## Le texte

=-=-=-=-=

Je n’en sais rien. C’est un projet qui offre énormément de possibilités. Mais c’est bien qu’Anderlecht en fasse partie. Et c’est normal car le Pajottenland commence après le Parking C et c’est de là que viennent la plupart des supporters du Sporting. De là à dire qu’Anderlecht a reçu le cadeau de sa vie, non. C’est juste la chance de sa vie. J’espère une chose : que dans cinq ans, il y ait cinq nouveaux stades en Belgique et que cela nous permette de conserver nos jeunes. Je veux apporter ma pierre à l’édifice. On me téléphone beaucoup et nous allons encore construire un ou deux stades en Belgique. Mais pour le moment, je me concentre sur celui de Bruxelles ainsi que sur ceux de Varsovie et de Londres, que nous allons construire également.

Vos fils, Michaël et Simon, ont-ils de l’ambition en football ? Michaël est un fervent supporter d’Anderlecht.

=-=-=-=-=

## À faire
a – Répondez à ces questions sur le texte :
(i) D'après le texte, où commence le Pajottenland ?
(ii) Combien de nouveaux stades la personne espère-t-elle voir en Belgique d'ici cinq ans ?
(iii) En dehors de Bruxelles, quelles villes sont citées pour les stades qui vont aussi être construits ?
b – Recopiez mot pour mot le passage du texte qui commence aux mots « Je n’en sais » et se termine après « allons construire également. ».
Pour répondre, servez-vous seulement du texte.

=-=-=-=-=

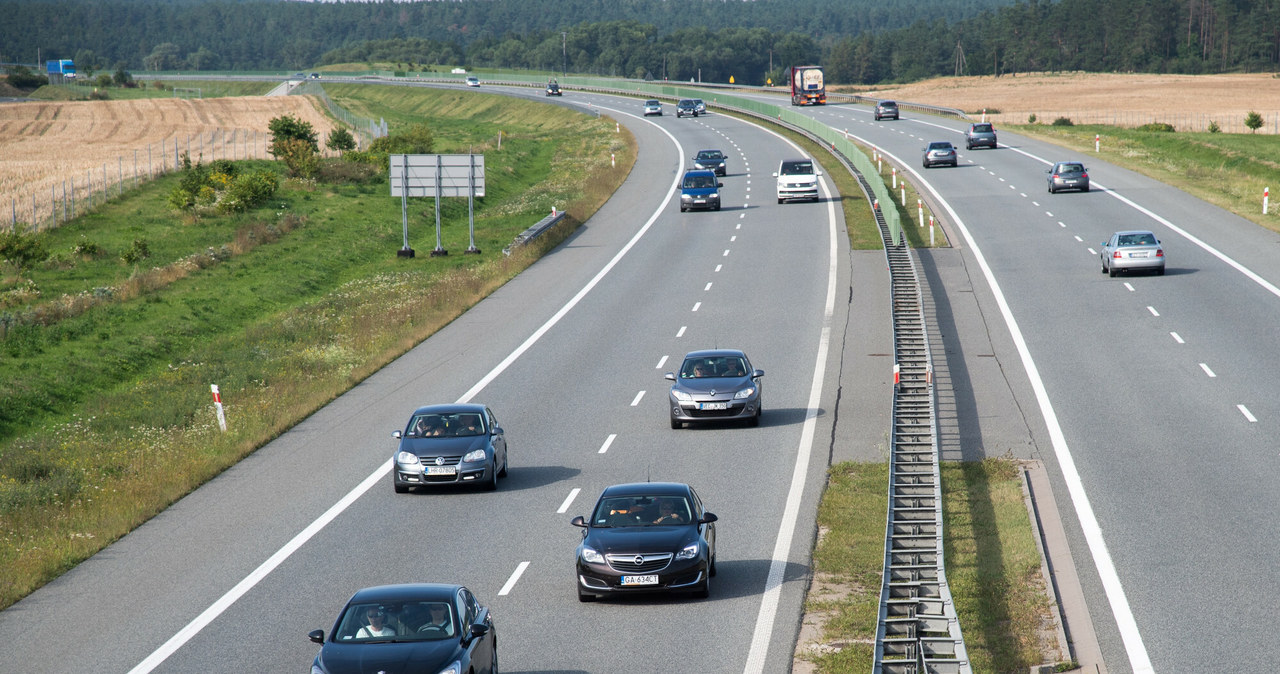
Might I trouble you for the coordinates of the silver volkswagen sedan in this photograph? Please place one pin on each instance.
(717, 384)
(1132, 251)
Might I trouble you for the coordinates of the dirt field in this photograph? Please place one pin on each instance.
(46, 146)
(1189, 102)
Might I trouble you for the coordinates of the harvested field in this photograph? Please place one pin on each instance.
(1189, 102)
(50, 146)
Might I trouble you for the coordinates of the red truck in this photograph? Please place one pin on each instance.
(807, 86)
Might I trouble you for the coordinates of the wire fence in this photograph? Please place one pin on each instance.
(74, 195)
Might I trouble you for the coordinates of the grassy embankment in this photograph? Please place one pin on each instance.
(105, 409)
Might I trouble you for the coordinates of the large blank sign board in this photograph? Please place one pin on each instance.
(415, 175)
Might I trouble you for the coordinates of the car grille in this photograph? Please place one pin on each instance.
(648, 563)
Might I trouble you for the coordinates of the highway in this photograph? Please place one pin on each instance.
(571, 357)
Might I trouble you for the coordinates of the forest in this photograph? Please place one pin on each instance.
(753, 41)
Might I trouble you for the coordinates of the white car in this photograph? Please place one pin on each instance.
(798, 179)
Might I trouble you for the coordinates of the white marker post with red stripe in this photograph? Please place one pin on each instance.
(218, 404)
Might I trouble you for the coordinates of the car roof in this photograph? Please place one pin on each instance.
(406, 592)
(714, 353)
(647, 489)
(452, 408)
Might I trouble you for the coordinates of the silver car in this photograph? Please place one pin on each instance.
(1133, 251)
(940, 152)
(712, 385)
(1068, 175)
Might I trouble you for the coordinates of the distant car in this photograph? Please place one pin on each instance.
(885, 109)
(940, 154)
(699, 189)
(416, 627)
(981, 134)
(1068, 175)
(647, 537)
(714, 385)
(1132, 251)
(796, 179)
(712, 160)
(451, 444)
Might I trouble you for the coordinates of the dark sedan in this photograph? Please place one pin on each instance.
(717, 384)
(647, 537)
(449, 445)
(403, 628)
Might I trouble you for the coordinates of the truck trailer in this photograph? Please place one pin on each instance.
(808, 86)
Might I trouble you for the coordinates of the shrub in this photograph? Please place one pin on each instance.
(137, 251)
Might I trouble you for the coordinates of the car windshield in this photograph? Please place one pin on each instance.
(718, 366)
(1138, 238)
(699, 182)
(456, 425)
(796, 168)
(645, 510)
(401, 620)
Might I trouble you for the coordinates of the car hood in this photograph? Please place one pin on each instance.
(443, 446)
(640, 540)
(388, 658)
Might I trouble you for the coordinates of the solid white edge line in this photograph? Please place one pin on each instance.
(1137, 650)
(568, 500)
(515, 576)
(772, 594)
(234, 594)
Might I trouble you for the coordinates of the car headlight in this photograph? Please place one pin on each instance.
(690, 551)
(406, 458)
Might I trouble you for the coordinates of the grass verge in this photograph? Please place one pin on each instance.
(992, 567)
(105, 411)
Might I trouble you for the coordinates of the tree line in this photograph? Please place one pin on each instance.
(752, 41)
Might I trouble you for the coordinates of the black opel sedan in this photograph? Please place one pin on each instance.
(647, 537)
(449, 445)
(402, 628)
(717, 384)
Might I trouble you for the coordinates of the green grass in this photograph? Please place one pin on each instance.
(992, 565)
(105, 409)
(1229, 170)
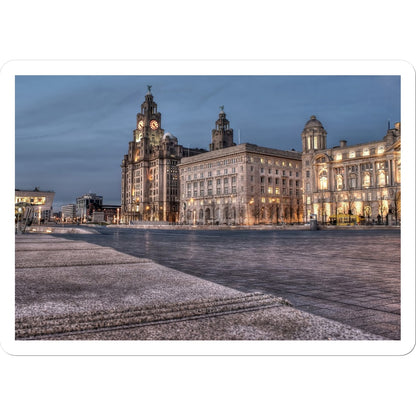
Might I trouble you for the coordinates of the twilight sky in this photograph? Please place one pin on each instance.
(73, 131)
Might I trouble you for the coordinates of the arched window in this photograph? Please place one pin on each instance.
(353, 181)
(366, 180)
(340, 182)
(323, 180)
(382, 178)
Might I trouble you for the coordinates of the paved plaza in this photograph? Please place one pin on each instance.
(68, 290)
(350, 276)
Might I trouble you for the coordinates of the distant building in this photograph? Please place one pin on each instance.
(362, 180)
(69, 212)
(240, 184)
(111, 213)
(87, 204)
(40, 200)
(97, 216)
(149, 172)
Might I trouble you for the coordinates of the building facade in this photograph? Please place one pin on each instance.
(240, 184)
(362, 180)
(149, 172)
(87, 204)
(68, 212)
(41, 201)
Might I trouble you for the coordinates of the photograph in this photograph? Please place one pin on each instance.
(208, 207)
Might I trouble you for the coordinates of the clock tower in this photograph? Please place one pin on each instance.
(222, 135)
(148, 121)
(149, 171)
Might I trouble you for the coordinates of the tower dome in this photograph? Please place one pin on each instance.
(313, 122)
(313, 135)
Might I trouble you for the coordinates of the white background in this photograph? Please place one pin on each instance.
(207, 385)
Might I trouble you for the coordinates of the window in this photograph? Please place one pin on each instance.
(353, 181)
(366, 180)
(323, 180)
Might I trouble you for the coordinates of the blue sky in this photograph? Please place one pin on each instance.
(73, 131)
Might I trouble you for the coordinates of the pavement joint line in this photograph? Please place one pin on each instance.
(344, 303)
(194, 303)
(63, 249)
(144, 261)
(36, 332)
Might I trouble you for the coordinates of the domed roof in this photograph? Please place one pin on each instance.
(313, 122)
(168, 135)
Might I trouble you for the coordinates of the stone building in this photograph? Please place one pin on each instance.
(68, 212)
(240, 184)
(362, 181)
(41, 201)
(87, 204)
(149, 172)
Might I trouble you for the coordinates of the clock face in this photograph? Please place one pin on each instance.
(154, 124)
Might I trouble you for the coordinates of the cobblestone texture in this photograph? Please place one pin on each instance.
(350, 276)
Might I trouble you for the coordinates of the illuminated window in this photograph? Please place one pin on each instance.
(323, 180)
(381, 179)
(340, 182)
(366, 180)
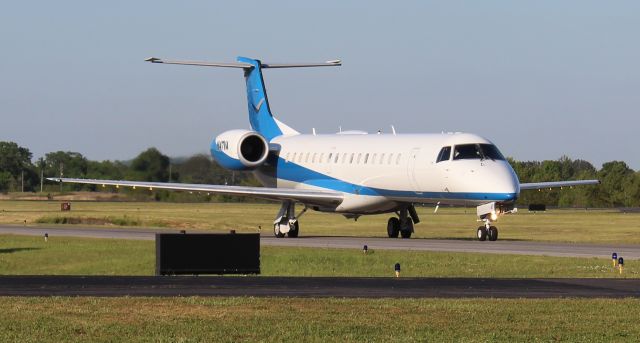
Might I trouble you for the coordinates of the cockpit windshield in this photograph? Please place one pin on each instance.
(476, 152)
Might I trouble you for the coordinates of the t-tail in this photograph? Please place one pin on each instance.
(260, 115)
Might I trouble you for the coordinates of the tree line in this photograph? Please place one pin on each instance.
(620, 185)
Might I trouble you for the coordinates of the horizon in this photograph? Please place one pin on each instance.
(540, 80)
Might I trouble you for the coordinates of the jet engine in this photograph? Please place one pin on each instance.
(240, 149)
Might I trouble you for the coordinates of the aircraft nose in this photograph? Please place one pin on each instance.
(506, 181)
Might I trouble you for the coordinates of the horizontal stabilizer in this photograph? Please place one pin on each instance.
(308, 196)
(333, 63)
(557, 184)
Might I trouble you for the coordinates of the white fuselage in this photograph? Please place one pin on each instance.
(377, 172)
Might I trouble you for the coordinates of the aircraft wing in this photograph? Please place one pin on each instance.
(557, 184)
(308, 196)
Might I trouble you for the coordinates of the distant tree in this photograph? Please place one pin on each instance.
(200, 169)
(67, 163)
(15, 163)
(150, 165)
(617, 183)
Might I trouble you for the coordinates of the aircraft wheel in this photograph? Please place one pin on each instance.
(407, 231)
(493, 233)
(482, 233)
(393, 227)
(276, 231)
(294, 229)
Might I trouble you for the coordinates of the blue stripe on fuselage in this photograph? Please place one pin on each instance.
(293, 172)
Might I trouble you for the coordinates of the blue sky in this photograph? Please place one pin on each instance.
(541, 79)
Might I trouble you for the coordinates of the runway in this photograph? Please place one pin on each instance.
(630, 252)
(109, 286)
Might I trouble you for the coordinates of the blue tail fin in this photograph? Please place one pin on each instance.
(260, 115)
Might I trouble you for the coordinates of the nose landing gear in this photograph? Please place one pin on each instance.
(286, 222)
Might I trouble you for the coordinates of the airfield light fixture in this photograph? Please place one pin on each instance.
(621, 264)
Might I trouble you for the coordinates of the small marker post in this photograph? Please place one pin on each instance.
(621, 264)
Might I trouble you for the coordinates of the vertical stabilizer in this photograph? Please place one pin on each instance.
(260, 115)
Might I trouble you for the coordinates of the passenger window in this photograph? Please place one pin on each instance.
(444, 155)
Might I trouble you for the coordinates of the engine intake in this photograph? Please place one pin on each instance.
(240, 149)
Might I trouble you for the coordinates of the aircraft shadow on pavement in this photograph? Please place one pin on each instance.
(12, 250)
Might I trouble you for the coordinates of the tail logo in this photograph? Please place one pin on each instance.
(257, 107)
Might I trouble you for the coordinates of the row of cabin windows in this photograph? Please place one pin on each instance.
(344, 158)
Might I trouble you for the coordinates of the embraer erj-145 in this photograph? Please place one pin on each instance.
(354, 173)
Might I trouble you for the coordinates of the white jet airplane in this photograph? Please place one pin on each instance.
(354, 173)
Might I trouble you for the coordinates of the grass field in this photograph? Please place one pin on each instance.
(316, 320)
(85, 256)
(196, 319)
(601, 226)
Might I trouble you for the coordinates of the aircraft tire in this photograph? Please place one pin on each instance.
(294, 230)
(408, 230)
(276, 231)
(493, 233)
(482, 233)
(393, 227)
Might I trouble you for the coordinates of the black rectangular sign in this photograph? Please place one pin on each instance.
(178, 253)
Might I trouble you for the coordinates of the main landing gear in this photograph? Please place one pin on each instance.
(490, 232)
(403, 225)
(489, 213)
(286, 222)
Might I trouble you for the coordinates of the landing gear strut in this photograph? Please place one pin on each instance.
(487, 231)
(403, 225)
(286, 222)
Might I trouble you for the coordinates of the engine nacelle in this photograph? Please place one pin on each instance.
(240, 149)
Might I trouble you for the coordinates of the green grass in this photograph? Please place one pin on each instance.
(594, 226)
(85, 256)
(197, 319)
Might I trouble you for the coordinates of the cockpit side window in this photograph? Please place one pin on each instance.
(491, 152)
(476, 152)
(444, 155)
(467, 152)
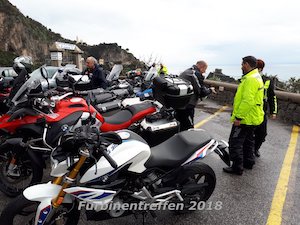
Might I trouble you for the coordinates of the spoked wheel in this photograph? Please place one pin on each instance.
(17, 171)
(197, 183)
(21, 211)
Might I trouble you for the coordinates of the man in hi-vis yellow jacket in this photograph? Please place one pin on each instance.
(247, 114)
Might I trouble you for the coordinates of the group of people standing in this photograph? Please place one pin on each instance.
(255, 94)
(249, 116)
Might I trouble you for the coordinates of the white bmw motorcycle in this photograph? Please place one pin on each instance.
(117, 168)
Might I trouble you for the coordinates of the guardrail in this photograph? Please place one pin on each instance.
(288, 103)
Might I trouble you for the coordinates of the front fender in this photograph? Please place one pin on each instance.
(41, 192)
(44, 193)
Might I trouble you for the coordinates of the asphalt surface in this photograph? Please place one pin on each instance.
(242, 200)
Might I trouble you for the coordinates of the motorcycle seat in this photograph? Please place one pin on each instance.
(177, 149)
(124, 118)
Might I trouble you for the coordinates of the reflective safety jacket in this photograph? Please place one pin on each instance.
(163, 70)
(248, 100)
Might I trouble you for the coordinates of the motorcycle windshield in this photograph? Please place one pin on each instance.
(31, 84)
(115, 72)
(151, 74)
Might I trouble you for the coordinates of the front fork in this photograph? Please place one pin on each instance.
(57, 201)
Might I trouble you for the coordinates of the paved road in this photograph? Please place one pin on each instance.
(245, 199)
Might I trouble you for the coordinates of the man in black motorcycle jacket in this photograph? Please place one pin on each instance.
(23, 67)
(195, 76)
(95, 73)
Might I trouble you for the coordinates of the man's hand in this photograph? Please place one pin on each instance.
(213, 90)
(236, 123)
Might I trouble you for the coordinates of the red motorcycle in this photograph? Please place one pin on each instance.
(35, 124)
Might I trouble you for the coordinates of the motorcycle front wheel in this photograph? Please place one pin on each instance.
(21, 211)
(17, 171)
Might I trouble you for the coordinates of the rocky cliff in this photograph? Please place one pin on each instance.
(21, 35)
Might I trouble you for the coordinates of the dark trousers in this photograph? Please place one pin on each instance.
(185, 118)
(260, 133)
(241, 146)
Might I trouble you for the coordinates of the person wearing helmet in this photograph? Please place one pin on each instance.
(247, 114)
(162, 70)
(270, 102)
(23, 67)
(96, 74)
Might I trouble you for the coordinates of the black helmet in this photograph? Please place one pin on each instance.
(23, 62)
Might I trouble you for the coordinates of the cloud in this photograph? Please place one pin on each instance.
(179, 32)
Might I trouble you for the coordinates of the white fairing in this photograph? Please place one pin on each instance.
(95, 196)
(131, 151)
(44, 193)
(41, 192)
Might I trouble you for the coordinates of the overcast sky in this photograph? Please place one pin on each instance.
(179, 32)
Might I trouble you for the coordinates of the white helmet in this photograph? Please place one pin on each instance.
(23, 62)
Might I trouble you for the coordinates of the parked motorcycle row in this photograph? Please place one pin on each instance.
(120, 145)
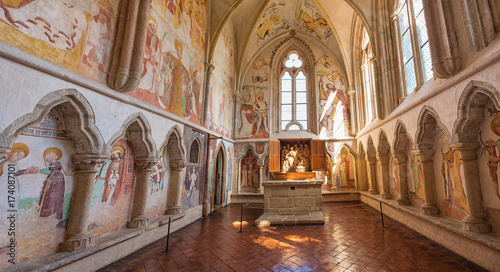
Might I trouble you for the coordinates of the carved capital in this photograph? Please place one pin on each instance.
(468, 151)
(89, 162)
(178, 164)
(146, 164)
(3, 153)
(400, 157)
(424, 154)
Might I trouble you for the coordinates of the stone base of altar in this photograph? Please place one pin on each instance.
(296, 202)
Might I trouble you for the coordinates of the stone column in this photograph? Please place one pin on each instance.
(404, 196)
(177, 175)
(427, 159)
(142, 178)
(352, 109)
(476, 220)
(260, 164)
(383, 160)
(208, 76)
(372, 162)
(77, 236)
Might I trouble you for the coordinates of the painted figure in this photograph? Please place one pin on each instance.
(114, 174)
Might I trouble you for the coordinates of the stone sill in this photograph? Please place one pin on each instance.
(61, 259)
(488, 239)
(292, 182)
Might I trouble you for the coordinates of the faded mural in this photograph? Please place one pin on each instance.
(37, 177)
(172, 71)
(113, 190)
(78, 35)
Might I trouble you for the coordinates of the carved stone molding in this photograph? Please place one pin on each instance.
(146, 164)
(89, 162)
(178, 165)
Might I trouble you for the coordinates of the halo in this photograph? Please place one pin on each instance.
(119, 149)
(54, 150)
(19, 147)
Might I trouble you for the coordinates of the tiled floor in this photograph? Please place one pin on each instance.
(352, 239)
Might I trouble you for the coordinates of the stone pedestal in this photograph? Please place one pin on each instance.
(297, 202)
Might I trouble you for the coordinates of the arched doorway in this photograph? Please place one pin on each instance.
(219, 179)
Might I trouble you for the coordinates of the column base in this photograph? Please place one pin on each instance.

=-=-=-=-=

## Corrigé
a –
(i) Après le Parking C.
(ii) Cinq.
(iii) Varsovie et Londres.

b –
Je n’en sais rien. C’est un projet qui offre énormément de possibilités. Mais c’est bien qu’Anderlecht en fasse partie. Et c’est normal car le Pajottenland commence après le Parking C et c’est de là que viennent la plupart des supporters du Sporting. De là à dire qu’Anderlecht a reçu le cadeau de sa vie, non. C’est juste la chance de sa vie. J’espère une chose : que dans cinq ans, il y ait cinq nouveaux stades en Belgique et que cela nous permette de conserver nos jeunes. Je veux apporter ma pierre à l’édifice. On me téléphone beaucoup et nous allons encore construire un ou deux stades en Belgique. Mais pour le moment, je me concentre sur celui de Bruxelles ainsi que sur ceux de Varsovie et de Londres, que nous allons construire également.